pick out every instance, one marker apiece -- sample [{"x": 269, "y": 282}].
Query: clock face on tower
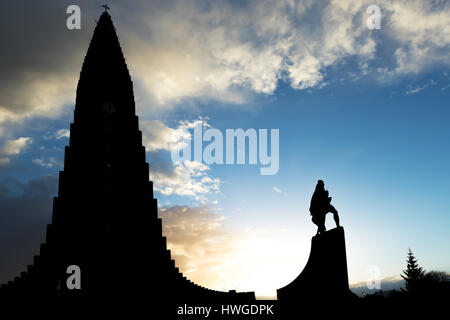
[{"x": 109, "y": 107}]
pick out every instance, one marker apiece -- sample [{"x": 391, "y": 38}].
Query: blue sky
[{"x": 365, "y": 110}]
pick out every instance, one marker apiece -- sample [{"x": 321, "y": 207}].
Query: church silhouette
[{"x": 105, "y": 218}]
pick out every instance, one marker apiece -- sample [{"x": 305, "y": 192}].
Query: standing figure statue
[{"x": 320, "y": 206}]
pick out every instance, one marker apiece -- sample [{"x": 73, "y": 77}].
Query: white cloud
[
  {"x": 157, "y": 136},
  {"x": 218, "y": 257},
  {"x": 47, "y": 163},
  {"x": 12, "y": 148},
  {"x": 188, "y": 178},
  {"x": 62, "y": 133},
  {"x": 414, "y": 90}
]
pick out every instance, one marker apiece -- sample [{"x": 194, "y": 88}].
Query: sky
[{"x": 366, "y": 110}]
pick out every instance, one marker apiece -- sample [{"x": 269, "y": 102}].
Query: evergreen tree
[{"x": 413, "y": 273}]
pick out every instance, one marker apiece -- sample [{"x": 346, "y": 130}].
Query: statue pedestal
[{"x": 324, "y": 280}]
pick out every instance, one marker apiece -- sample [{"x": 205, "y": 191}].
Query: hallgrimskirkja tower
[{"x": 105, "y": 219}]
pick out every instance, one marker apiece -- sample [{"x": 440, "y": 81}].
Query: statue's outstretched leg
[
  {"x": 335, "y": 215},
  {"x": 321, "y": 224}
]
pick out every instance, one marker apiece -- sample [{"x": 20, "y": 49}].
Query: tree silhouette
[{"x": 413, "y": 273}]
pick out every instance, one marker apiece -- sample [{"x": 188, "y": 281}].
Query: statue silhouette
[{"x": 320, "y": 206}]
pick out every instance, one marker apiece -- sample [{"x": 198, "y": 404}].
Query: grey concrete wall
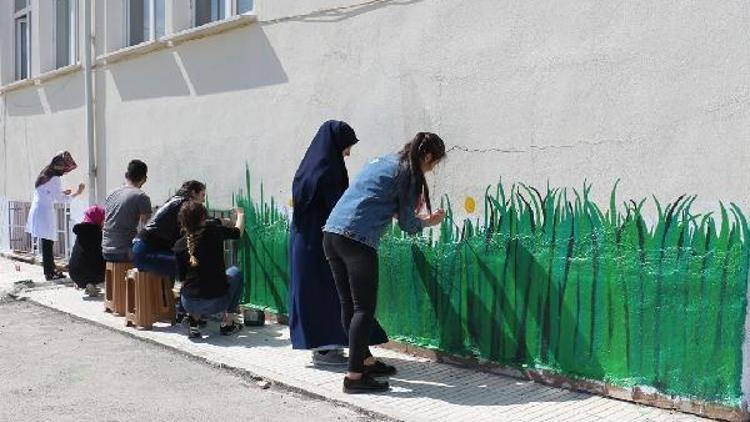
[{"x": 655, "y": 94}]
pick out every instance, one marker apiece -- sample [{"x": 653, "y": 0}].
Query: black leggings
[
  {"x": 48, "y": 259},
  {"x": 355, "y": 272}
]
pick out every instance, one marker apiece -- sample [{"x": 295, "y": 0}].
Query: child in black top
[
  {"x": 208, "y": 287},
  {"x": 86, "y": 263}
]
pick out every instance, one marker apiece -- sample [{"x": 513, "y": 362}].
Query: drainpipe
[{"x": 89, "y": 99}]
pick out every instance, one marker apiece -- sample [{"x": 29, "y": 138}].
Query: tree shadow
[{"x": 416, "y": 379}]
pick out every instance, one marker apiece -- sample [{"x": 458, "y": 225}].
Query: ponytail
[
  {"x": 192, "y": 217},
  {"x": 411, "y": 157}
]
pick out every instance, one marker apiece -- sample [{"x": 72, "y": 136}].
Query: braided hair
[
  {"x": 192, "y": 217},
  {"x": 410, "y": 160}
]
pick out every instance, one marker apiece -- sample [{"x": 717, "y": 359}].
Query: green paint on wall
[{"x": 550, "y": 280}]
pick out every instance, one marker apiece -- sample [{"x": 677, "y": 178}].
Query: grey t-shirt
[{"x": 123, "y": 209}]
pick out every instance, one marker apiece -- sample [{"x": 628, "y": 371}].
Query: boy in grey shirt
[{"x": 125, "y": 209}]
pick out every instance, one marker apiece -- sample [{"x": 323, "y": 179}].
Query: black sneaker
[
  {"x": 57, "y": 277},
  {"x": 193, "y": 329},
  {"x": 379, "y": 369},
  {"x": 228, "y": 330},
  {"x": 364, "y": 385}
]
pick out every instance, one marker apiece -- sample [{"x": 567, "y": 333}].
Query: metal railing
[{"x": 22, "y": 242}]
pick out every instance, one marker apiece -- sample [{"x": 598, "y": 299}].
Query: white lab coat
[{"x": 42, "y": 220}]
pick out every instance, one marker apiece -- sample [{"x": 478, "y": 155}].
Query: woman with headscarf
[
  {"x": 86, "y": 261},
  {"x": 42, "y": 222},
  {"x": 314, "y": 309}
]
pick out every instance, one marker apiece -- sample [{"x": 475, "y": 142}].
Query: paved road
[{"x": 53, "y": 367}]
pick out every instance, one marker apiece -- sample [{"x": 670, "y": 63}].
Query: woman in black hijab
[{"x": 314, "y": 308}]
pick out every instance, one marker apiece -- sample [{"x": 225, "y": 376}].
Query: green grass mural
[{"x": 550, "y": 280}]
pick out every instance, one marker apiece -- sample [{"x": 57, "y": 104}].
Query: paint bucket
[{"x": 253, "y": 317}]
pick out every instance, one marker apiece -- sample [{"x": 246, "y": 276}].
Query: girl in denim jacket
[{"x": 389, "y": 185}]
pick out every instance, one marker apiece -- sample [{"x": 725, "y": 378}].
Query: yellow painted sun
[{"x": 470, "y": 205}]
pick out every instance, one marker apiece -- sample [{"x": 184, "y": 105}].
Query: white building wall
[{"x": 655, "y": 94}]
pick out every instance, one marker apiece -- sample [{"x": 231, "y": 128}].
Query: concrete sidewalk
[{"x": 422, "y": 390}]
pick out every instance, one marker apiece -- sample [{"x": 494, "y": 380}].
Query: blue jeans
[
  {"x": 229, "y": 302},
  {"x": 148, "y": 258}
]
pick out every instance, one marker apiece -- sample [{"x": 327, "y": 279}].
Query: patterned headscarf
[
  {"x": 94, "y": 214},
  {"x": 62, "y": 163}
]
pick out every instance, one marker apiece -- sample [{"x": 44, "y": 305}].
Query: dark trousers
[
  {"x": 355, "y": 272},
  {"x": 48, "y": 259}
]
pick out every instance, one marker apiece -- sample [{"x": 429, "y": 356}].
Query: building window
[
  {"x": 22, "y": 22},
  {"x": 207, "y": 11},
  {"x": 244, "y": 6},
  {"x": 145, "y": 20},
  {"x": 66, "y": 30}
]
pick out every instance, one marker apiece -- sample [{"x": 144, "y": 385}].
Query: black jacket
[
  {"x": 86, "y": 264},
  {"x": 163, "y": 229}
]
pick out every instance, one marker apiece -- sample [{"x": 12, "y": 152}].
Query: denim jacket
[{"x": 366, "y": 209}]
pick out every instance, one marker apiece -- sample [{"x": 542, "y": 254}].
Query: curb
[{"x": 241, "y": 372}]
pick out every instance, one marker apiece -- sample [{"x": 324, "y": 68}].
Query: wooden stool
[
  {"x": 114, "y": 287},
  {"x": 148, "y": 299}
]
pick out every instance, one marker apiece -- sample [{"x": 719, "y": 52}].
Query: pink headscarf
[{"x": 94, "y": 214}]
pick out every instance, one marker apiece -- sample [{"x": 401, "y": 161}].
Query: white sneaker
[{"x": 92, "y": 290}]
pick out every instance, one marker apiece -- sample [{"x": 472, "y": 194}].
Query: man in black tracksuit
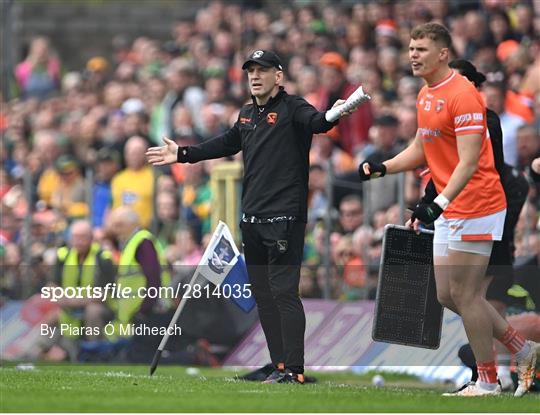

####

*What you have to do*
Although the records include pictures, the copy should reproduce every line exactly and none of the pictures.

*Exercise response*
pick out every instance, one marker apiece -- sample [{"x": 269, "y": 282}].
Query: clock face on tower
[{"x": 109, "y": 107}]
pick out every instance, one marker apiece -- sample [{"x": 391, "y": 38}].
Query: blue sky
[{"x": 365, "y": 110}]
pick out every instance, one marker apiece -- sample [{"x": 321, "y": 207}].
Query: church silhouette
[{"x": 105, "y": 218}]
pick out every instance, one marker apiece -- sample [{"x": 305, "y": 192}].
Query: standing figure statue
[{"x": 320, "y": 206}]
pick out every instance, one marker apiece -- sample [{"x": 73, "y": 77}].
Query: white cloud
[
  {"x": 157, "y": 136},
  {"x": 218, "y": 257},
  {"x": 47, "y": 163},
  {"x": 12, "y": 148},
  {"x": 188, "y": 178},
  {"x": 62, "y": 133},
  {"x": 414, "y": 90}
]
pick out every instance, one marker apiece -- sample [{"x": 194, "y": 88}].
Query: sky
[{"x": 366, "y": 110}]
pick out every instance, one marker apiece -- sample [{"x": 269, "y": 102}].
Query: evergreen tree
[{"x": 413, "y": 273}]
pick out every instance, one marker apiece -- sample [{"x": 346, "y": 130}].
Query: statue pedestal
[{"x": 324, "y": 280}]
pick out every instance, one marker apiece -- sample [{"x": 205, "y": 191}].
Query: hallgrimskirkja tower
[{"x": 105, "y": 219}]
pick out every instance, one marker apiece -- sample [{"x": 440, "y": 81}].
Query: statue's outstretched leg
[
  {"x": 335, "y": 215},
  {"x": 321, "y": 224}
]
pick out every instance, one marker apiece -- sample [{"x": 20, "y": 49}].
Query: tree silhouette
[{"x": 413, "y": 273}]
pick out every instance, one marker apiece -- sample [{"x": 188, "y": 281}].
Query: statue silhouette
[{"x": 320, "y": 206}]
pick out every instance, one marker apiece -- sample [{"x": 198, "y": 404}].
Query: grey concrete wall
[{"x": 655, "y": 94}]
pick out every instance, one marker apiece -- sample [{"x": 653, "y": 0}].
Query: black leggings
[
  {"x": 48, "y": 259},
  {"x": 355, "y": 272}
]
pick out every instance, one marker apiece -- sample [{"x": 295, "y": 0}].
Query: child in black top
[
  {"x": 208, "y": 287},
  {"x": 86, "y": 263}
]
pick out every instance, one marker apiece -- sample [{"x": 513, "y": 362}].
Query: drainpipe
[{"x": 89, "y": 99}]
pick out every instance, one marker apiece -- sample [{"x": 29, "y": 138}].
Query: tree shadow
[{"x": 416, "y": 379}]
pick out every instance, one marker apiece -- sample [{"x": 458, "y": 225}].
Query: ponytail
[
  {"x": 192, "y": 217},
  {"x": 411, "y": 157}
]
pick out every instance, one marker apiece -- sample [{"x": 72, "y": 136}].
Query: braided hair
[
  {"x": 192, "y": 217},
  {"x": 410, "y": 160}
]
pick out every instance, one marker apiece -- sample [{"x": 717, "y": 359}].
Query: green paint on wall
[{"x": 550, "y": 280}]
pick out every instance, one marker apiece -- sample [{"x": 677, "y": 178}].
Query: grey t-shirt
[{"x": 123, "y": 209}]
pick out every instance, one marker apiece -- sample [{"x": 628, "y": 371}].
Query: boy in grey shirt
[{"x": 125, "y": 209}]
pick out every instance, one marker apiece -- sample [{"x": 323, "y": 179}].
Query: black sneaker
[
  {"x": 57, "y": 277},
  {"x": 193, "y": 329},
  {"x": 379, "y": 369},
  {"x": 228, "y": 330},
  {"x": 364, "y": 385}
]
pick out every instance, one marker apiece -- sample [{"x": 567, "y": 333}].
Query: metal railing
[{"x": 22, "y": 242}]
pick out every instance, one marker apiece -- sample [{"x": 598, "y": 299}].
Query: white lab coat
[{"x": 42, "y": 220}]
pick out every instance, one marker apiece -- sample [{"x": 478, "y": 155}].
Query: woman with headscarf
[
  {"x": 86, "y": 261},
  {"x": 42, "y": 222},
  {"x": 314, "y": 309}
]
pick out every instance, one marker apiece -- sample [{"x": 475, "y": 142}].
Query: paved road
[{"x": 53, "y": 367}]
pick out every instance, one marker apiece -- sample [{"x": 670, "y": 63}].
Query: woman in black hijab
[{"x": 314, "y": 308}]
pick out every instance, one marker apiece -- sample [{"x": 225, "y": 376}].
Query: green grass mural
[{"x": 550, "y": 280}]
pick out every instance, one marker apiece -- sample [{"x": 57, "y": 104}].
Query: paint bucket
[{"x": 253, "y": 317}]
pick out every instance, one marker apiece -- sample [{"x": 246, "y": 276}].
Query: girl in denim jacket
[{"x": 389, "y": 185}]
pick out every instance, one marker apiece -- sample [{"x": 725, "y": 378}].
Query: yellow painted sun
[{"x": 470, "y": 205}]
pick out every instance, one marker apiece -- sample [{"x": 184, "y": 105}].
Query: white building wall
[{"x": 655, "y": 94}]
pick out every instance, one marker apiece -- sample [{"x": 231, "y": 128}].
Query: concrete sidewalk
[{"x": 422, "y": 390}]
pick out every instance, one marker apiece -- sample [{"x": 494, "y": 380}].
Query: blue jeans
[
  {"x": 229, "y": 302},
  {"x": 148, "y": 258}
]
pick out every instance, one marker apiece -- sample [{"x": 327, "y": 279}].
Query: patterned headscarf
[
  {"x": 94, "y": 214},
  {"x": 62, "y": 163}
]
pick out every instance, one marker apiece -- sample [{"x": 44, "y": 305}].
Query: dark trousers
[
  {"x": 355, "y": 272},
  {"x": 48, "y": 259}
]
pick out every instance, one marker apiece -- sample [{"x": 429, "y": 356}].
Query: building window
[
  {"x": 22, "y": 22},
  {"x": 207, "y": 11},
  {"x": 244, "y": 6},
  {"x": 145, "y": 20},
  {"x": 66, "y": 30}
]
pick out every instance, one marker apiece -- sample [{"x": 144, "y": 385}].
Query: black jacket
[
  {"x": 86, "y": 264},
  {"x": 163, "y": 229}
]
pick out every instance, one marker apiece -- sample [{"x": 12, "y": 152}].
Query: denim jacket
[{"x": 366, "y": 209}]
pick out every instance, one marker apiece -- sample [{"x": 542, "y": 254}].
Query: curb
[{"x": 241, "y": 372}]
pick out every instance, one marker apiece -- sample [{"x": 324, "y": 68}].
Query: wooden stool
[
  {"x": 114, "y": 287},
  {"x": 148, "y": 299}
]
pick out every instance, one marker apiece -- sample [{"x": 719, "y": 52}].
Query: pink headscarf
[{"x": 94, "y": 214}]
pick out every instance, one marker apiece -- sample [{"x": 401, "y": 161}].
Query: white sneaker
[{"x": 92, "y": 290}]
pick out every instance, one marker apiece -- sample [{"x": 472, "y": 194}].
Query: man in black tracksuit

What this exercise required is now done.